:: TRECHO SELECIONADO ::
5.Improvisação instrumental em movimento

Nesta última etapa, sugerimos o mesmo tema do exercício anterior como base
para a improvisação instrumental. Depois de tocarmos várias vezes o trecho – sendo
que os instrumentistas podiam escolher entre fazer a melodia ou o acompanhamento –
os participantes foram trazendo pouco a pouco contribuições melódicas e harmônicas
para realizarmos o exercício proposto. Em seguida, propusemos a improvisação em
duplas, com a seguinte disposição espacial: o grupo se dispôs em um grande círculo,
de modo que cada dupla que fosse improvisar se posicionava voluntariamente no
centro do círculo no momento da improvisação, saindo deste centro para dar lugar à
próxima dupla, sendo que esta improvisação não tinha um tempo estipulado. No final
desta etapa, os participantes começaram espontaneamente também a mover o círculo
em sentido horário, sendo que a dinâmica da improvisação com o movimento foi
ficando cada vez mais fluente, transição esta que podemos observar a partir dos 8:30
min. do vídeo W orkshop 4.

5.3.Resultados e considerações sobre a aplicação dos workshops

Quando iniciamos o processo de elaboração dos workshops, nosso foco


principal foi interagir com linguagens musicais fora de contextos comumente
estabelecidos para o estudo e a prática da improvisação. Assim, nosso objetivo foi
propor conversas musicais pautadas em compassos assimétricos e configurações
melódicas peculiares e incentivar esta prática partindo de outros estímulos, a exemplo
da ideia de iniciar um processo de improvisação pelo movimento corporal. Nesse
nosso percurso, é importante frisar que nossa intenção não foi sugerir uma
“metodologia ideal” para a prática da improvisação, nem tampouco resumir em
alguns poucos eventos ou etapas um processo de aprendizado quase sempre longo e
que demanda tempo para que o performer adquira um certo grau de fluência.
O que pretendemos aqui, foi despertar a atenção do músico para um leque
maior de possibilidades e, principalmente, convidar mais músicos em formação para a
prática e o estudo da improvisação. Para tal objetivo, propusemos o livre trânsito entre
os diversos formatos de improvisação, chamando a atenção para o fato de que o
instrumental de base para a prática da improvisação pode ser adquirido a partir do
hibridismo e do diálogo com os fazeres musicais fora do ocidente. Pensando também
154

no estudo da improvisação como um todo, podemos dizer que nossa proposta pode
contribuir para o enriquecimento dos materiais já existentes, como os utilizados pela
sólida escola de improvisação direcionada aos estudos e práticas jazzísticas e as
iniciativas crescentes da prática da improvisação livre, entre outros.
:::
** TAREFAS PROPOSTAS **
A. Resuma em duas frases o trecho sobre improvisação.
B. Transcreva do trecho sobre improvisação a parte entre “5.3.Resultados e considerações” e “grau de fluência.”, ambas incluídas.
:: AMOSTRA DO MATERIAL ::
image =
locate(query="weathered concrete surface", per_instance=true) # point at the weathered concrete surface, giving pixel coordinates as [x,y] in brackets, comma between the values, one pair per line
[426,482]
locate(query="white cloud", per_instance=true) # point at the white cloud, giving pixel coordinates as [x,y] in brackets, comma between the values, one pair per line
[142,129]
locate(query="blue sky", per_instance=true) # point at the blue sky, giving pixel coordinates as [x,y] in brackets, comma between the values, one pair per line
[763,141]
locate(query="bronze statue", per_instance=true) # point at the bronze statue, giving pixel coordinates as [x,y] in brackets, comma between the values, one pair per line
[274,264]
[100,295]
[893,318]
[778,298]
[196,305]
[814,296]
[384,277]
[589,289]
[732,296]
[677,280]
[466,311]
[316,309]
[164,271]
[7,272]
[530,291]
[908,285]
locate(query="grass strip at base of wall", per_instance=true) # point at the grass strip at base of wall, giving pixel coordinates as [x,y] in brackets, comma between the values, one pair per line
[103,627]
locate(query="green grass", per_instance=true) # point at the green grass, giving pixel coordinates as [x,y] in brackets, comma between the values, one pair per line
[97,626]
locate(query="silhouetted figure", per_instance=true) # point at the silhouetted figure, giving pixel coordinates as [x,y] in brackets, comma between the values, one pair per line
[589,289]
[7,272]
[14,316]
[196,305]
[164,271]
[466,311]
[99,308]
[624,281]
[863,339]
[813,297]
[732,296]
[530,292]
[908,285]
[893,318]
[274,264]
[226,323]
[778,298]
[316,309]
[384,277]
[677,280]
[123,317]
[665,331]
:::
** RESPOSTAS POR TAREFA **
A. Na última etapa dos workshops, a partir do tema do exercício anterior, os participantes improvisaram em duplas no centro de um grande círculo e, no final, passaram a mover o círculo espontaneamente em sentido horário, tornando a dinâmica cada vez mais fluente. Os autores afirmam que não quiseram sugerir uma "metodologia ideal", mas despertar o músico para um leque maior de possibilidades e convidar mais músicos em formação para a prática e o estudo da improvisação, contribuindo para enriquecer os materiais já existentes.

B.
5.3.Resultados e considerações sobre a aplicação dos workshops

Quando iniciamos o processo de elaboração dos workshops, nosso foco


principal foi interagir com linguagens musicais fora de contextos comumente
estabelecidos para o estudo e a prática da improvisação. Assim, nosso objetivo foi
propor conversas musicais pautadas em compassos assimétricos e configurações
melódicas peculiares e incentivar esta prática partindo de outros estímulos, a exemplo
da ideia de iniciar um processo de improvisação pelo movimento corporal. Nesse
nosso percurso, é importante frisar que nossa intenção não foi sugerir uma
“metodologia ideal” para a prática da improvisação, nem tampouco resumir em
alguns poucos eventos ou etapas um processo de aprendizado quase sempre longo e
que demanda tempo para que o performer adquira um certo grau de fluência.